WHAT THE TASK REQUIRES |
From the entries, copy each line that includes "front".

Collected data
# # #
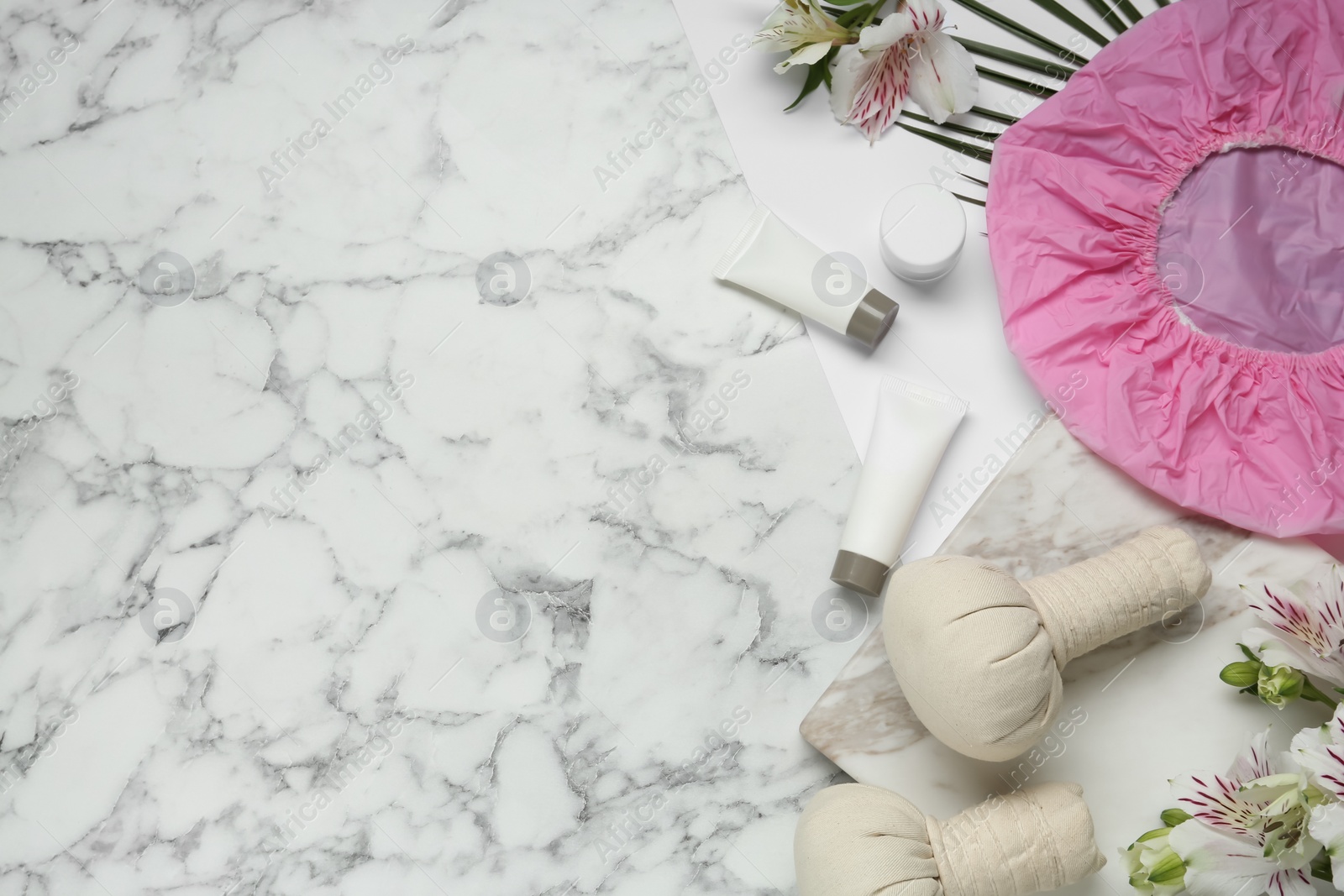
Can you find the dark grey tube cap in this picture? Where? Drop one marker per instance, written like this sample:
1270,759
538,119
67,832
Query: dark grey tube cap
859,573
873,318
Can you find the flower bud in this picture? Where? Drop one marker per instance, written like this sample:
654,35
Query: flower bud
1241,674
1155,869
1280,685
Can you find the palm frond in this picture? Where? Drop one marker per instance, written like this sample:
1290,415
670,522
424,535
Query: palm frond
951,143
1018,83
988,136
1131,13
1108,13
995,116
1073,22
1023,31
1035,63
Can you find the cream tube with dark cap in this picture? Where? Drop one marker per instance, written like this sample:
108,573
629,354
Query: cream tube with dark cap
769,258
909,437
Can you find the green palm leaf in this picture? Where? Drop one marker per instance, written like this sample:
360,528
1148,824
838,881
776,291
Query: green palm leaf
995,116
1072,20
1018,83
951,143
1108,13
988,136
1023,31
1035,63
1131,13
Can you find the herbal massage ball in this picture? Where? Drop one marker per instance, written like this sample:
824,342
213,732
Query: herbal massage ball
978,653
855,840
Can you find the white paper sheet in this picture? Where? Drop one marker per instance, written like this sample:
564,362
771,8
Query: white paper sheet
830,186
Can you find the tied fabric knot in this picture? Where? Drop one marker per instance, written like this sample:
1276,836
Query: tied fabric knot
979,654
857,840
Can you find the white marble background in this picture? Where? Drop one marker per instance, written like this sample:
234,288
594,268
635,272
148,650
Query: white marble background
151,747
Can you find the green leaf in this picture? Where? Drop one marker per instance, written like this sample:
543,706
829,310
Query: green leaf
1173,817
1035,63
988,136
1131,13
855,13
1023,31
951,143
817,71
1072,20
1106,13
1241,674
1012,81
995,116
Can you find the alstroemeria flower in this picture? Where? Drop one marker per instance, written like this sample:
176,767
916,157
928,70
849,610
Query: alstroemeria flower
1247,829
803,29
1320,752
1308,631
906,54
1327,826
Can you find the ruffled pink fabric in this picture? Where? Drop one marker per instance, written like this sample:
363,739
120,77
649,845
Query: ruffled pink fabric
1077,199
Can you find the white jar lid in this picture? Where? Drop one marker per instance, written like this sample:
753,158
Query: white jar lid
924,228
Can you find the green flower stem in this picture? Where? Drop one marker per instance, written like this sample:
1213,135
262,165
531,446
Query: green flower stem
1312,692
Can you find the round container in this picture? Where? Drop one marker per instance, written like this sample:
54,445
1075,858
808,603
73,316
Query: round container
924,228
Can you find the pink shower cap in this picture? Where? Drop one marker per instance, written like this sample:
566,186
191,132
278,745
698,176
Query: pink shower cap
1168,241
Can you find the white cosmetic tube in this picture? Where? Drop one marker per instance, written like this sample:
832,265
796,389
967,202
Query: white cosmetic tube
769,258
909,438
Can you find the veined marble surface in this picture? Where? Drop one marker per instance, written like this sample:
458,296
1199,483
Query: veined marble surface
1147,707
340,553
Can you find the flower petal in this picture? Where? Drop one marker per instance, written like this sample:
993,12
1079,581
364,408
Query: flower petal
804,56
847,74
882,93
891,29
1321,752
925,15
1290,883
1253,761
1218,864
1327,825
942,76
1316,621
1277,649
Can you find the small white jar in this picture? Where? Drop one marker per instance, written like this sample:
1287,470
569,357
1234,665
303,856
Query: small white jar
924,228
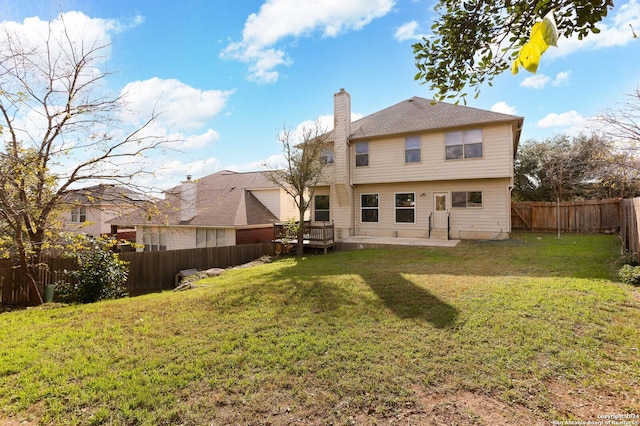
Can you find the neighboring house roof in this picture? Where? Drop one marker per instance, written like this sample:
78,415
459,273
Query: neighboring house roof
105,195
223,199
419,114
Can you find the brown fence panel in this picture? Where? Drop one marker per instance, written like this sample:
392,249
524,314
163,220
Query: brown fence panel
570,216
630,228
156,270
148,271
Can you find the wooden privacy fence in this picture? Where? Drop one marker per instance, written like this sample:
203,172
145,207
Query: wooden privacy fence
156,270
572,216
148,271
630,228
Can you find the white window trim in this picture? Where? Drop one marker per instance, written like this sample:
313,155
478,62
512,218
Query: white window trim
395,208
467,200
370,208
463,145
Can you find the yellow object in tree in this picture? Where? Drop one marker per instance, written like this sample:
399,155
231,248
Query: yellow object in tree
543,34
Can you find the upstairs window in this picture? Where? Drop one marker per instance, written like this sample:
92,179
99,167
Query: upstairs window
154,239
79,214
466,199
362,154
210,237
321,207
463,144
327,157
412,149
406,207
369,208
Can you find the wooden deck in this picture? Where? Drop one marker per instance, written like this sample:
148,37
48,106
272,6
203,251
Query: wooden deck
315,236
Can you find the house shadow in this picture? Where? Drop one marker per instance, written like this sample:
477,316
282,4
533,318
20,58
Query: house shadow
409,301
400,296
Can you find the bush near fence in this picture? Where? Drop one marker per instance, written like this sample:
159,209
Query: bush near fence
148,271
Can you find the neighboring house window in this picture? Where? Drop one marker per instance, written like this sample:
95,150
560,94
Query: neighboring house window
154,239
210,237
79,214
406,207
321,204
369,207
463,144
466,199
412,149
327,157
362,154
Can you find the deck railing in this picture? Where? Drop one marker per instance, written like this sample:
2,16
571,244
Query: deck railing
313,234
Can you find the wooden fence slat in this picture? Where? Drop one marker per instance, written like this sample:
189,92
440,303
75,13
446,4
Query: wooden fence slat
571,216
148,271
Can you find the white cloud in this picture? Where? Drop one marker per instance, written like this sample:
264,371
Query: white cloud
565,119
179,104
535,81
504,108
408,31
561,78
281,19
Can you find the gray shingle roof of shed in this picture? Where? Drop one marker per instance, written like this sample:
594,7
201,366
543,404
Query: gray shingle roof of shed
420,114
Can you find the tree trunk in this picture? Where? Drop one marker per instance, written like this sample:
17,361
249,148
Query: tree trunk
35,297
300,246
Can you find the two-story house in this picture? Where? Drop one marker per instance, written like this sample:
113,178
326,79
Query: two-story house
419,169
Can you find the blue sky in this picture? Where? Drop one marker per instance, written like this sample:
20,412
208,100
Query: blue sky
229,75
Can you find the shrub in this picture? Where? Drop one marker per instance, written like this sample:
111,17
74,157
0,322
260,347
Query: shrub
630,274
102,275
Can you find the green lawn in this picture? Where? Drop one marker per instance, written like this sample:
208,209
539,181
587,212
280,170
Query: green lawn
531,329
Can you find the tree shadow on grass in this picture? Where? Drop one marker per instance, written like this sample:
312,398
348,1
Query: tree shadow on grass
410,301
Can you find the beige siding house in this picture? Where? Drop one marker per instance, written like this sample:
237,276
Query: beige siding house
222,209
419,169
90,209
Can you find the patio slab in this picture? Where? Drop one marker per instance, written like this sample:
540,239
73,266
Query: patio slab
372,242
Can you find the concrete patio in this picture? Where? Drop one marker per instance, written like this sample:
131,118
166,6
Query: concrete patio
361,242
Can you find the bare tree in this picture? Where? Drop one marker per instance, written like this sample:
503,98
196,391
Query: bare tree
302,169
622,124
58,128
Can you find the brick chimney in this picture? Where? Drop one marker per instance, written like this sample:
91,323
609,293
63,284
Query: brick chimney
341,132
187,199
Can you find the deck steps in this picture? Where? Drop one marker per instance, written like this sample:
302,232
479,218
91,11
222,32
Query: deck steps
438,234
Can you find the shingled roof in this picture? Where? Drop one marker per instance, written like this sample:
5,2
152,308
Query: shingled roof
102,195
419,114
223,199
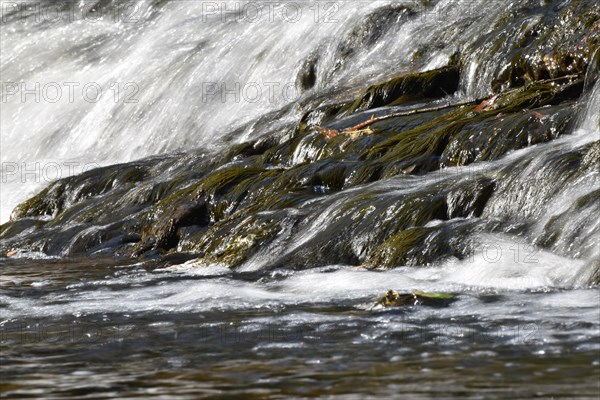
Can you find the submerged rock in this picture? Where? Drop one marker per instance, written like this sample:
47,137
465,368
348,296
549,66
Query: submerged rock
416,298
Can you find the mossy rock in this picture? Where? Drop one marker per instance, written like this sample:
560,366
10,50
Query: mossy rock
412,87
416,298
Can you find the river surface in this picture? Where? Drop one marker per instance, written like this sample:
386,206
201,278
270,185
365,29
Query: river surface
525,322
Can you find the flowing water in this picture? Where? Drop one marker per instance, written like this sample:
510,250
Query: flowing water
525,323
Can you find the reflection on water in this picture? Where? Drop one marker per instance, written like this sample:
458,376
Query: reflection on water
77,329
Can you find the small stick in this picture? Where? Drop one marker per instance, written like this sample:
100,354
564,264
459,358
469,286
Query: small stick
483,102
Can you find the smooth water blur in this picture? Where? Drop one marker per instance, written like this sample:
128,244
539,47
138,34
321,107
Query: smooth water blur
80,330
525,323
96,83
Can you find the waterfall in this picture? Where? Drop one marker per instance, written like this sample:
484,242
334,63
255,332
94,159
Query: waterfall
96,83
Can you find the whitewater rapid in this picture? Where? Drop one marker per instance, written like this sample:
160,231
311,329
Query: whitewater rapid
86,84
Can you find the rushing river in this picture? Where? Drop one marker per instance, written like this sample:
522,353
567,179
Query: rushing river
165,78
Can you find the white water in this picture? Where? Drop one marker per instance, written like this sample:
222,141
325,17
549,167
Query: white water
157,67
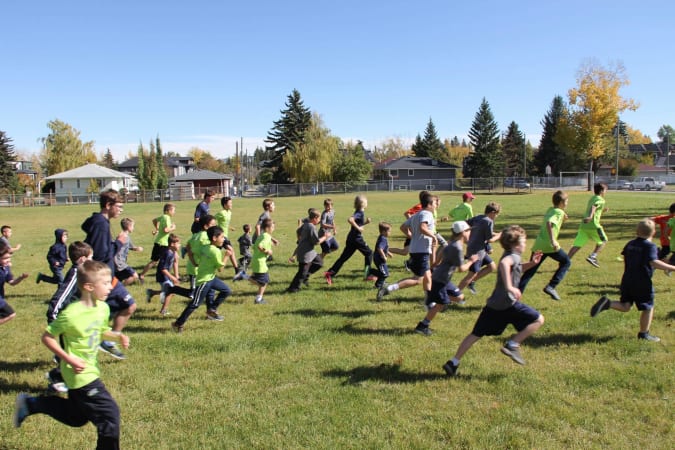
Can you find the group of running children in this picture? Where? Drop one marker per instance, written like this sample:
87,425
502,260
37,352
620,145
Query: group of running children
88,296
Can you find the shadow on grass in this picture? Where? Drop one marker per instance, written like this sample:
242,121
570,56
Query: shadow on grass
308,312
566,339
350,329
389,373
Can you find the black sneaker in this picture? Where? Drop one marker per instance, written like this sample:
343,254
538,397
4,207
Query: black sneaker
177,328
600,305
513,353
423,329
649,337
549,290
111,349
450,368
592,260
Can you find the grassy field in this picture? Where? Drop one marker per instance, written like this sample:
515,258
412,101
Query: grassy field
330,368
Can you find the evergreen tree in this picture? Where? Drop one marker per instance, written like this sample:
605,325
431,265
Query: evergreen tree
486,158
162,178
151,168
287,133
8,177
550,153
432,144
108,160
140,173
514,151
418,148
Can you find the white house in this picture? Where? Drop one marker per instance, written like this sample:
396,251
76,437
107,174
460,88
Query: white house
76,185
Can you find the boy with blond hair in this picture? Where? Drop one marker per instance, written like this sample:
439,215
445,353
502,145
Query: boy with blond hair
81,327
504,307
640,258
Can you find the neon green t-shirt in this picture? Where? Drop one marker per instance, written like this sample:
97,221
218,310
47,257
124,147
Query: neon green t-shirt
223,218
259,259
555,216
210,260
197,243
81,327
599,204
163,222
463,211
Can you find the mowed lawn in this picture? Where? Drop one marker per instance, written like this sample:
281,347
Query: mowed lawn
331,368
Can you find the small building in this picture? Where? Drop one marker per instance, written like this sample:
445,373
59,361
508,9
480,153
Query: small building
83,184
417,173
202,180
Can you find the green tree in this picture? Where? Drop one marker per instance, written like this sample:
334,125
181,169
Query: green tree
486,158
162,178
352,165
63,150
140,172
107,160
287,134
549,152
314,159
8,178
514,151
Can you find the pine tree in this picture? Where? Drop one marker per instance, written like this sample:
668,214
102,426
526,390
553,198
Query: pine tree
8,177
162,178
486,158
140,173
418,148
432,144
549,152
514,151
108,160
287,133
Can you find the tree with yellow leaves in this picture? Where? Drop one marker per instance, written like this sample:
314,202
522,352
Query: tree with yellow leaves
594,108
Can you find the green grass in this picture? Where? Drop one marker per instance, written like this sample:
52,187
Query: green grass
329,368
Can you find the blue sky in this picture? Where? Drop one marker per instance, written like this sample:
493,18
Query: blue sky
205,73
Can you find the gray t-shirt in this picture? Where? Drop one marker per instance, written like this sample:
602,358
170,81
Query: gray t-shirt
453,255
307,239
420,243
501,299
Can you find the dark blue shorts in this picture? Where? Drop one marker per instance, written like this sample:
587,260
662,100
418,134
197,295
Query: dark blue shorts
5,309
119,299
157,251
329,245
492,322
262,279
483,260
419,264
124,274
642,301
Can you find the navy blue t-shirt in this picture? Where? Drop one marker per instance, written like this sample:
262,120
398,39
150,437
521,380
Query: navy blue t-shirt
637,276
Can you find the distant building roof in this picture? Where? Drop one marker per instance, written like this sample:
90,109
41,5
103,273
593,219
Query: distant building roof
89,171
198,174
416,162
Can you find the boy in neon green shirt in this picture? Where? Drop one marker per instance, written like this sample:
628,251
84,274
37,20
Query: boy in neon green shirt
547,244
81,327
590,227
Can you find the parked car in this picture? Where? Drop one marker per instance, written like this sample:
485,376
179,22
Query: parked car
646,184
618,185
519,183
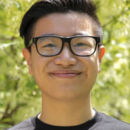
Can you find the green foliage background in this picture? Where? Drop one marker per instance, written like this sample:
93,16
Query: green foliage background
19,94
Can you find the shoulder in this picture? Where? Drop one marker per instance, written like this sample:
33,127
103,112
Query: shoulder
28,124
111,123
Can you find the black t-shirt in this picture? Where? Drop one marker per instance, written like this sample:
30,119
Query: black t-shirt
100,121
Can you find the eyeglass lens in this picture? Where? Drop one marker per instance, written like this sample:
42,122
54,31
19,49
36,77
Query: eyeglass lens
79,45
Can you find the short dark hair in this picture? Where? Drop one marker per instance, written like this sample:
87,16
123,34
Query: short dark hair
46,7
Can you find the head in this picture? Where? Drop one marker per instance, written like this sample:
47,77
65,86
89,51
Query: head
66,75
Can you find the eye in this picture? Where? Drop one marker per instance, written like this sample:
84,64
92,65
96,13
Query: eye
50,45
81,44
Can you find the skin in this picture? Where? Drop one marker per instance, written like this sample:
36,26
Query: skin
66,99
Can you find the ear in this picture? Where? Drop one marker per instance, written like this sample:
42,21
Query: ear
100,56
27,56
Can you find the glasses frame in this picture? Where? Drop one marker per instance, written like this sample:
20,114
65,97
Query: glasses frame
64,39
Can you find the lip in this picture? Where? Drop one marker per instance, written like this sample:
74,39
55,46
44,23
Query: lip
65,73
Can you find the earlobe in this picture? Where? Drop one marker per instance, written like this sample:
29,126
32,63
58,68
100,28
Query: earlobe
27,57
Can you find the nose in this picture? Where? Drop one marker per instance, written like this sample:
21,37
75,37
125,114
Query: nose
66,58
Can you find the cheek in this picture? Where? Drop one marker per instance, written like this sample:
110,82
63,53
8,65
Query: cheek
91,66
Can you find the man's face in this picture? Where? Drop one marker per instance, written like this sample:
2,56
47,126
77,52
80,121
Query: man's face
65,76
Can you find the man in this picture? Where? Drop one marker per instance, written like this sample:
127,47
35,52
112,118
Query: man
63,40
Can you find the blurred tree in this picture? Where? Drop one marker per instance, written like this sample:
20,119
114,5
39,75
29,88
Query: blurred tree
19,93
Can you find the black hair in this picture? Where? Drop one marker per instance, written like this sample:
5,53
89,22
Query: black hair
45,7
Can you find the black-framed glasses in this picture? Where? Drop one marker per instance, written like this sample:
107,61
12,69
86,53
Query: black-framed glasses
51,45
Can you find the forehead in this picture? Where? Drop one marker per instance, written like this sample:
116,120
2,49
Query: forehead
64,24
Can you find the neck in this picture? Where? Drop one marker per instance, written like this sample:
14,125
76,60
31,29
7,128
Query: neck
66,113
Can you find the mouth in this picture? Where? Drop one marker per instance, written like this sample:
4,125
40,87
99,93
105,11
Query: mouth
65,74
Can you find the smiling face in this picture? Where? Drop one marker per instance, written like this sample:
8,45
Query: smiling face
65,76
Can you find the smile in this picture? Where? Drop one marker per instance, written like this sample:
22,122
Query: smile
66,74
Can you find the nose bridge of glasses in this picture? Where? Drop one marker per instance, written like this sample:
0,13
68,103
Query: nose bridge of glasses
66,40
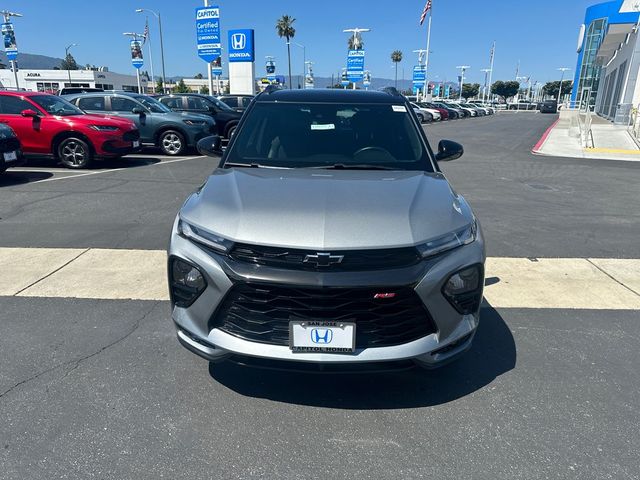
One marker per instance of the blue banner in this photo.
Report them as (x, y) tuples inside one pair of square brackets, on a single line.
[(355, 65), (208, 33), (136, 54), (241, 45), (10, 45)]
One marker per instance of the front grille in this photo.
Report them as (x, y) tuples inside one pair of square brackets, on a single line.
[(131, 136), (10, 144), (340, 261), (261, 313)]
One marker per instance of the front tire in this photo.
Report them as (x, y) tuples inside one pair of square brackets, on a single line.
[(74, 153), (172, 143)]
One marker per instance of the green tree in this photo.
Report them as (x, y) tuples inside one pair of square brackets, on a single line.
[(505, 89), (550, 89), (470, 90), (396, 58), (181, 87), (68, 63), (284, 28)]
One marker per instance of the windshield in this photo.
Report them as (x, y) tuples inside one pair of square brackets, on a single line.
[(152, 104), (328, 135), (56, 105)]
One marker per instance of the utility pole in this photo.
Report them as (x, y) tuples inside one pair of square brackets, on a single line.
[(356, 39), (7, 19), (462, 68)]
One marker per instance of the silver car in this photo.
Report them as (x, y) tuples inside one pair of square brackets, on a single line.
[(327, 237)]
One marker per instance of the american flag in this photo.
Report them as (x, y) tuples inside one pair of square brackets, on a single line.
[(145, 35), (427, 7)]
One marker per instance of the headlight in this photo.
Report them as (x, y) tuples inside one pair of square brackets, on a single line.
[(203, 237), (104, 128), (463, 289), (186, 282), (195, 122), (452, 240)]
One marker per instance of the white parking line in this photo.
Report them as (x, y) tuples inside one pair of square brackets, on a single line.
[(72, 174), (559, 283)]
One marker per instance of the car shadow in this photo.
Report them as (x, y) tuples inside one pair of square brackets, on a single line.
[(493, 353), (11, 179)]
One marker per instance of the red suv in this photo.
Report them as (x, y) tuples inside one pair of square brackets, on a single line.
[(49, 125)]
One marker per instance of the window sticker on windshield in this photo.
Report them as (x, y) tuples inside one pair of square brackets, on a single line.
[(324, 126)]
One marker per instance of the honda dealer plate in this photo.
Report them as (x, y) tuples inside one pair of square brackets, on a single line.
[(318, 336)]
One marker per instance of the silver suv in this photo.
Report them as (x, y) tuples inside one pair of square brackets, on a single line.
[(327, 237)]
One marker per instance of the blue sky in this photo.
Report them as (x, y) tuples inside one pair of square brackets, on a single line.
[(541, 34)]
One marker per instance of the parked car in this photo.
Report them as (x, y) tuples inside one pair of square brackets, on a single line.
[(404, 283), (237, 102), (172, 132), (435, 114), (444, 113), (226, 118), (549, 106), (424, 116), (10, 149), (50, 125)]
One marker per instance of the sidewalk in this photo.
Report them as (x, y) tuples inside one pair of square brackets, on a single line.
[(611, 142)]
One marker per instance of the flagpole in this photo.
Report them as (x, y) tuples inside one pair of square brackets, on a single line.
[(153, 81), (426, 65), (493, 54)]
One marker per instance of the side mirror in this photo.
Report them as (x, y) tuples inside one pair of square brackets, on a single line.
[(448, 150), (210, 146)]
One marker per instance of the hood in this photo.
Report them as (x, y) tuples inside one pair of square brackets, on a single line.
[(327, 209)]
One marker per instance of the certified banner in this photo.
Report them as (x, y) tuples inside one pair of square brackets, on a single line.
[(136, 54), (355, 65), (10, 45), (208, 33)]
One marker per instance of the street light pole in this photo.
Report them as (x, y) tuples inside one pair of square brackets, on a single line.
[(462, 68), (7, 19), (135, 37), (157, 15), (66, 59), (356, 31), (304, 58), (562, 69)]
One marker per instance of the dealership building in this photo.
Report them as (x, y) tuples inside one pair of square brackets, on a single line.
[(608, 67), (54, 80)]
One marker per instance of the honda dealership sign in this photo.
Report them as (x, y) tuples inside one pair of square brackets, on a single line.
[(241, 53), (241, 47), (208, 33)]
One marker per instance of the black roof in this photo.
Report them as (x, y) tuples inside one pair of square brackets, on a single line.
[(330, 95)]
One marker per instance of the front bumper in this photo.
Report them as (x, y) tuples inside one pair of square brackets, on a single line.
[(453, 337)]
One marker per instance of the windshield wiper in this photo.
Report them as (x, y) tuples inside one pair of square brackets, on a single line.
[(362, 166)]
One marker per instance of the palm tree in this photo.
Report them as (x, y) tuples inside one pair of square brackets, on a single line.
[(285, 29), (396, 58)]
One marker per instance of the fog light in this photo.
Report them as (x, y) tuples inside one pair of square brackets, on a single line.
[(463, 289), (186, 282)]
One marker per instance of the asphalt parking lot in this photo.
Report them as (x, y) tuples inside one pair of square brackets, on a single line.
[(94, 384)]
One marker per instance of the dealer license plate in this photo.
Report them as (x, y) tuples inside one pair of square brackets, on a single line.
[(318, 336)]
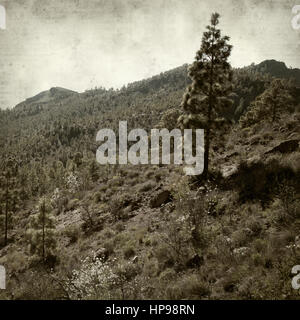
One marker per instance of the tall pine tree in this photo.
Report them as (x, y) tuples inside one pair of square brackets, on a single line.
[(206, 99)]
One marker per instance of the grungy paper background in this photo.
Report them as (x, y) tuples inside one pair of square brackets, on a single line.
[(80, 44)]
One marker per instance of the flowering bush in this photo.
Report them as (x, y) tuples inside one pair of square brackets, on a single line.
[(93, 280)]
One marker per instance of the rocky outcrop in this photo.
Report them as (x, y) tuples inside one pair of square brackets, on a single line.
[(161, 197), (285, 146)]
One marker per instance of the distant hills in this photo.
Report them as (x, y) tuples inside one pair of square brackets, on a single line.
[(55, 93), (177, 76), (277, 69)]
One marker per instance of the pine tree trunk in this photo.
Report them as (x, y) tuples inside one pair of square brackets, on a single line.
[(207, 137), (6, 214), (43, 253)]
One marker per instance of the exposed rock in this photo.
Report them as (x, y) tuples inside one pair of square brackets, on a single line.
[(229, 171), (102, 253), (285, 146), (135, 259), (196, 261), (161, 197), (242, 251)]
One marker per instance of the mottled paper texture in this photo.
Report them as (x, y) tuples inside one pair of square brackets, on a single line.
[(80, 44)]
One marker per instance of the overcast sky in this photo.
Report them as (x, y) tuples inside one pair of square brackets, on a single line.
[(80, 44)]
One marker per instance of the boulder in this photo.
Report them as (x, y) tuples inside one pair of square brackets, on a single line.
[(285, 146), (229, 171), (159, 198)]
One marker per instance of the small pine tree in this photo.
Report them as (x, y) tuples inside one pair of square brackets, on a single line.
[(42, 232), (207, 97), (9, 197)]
# # #
EXPECTED ANSWER |
One marker per instance of the front grille in this photo.
One marker per instance of the front tire in this photo.
One marker per instance of the front bumper in this photo.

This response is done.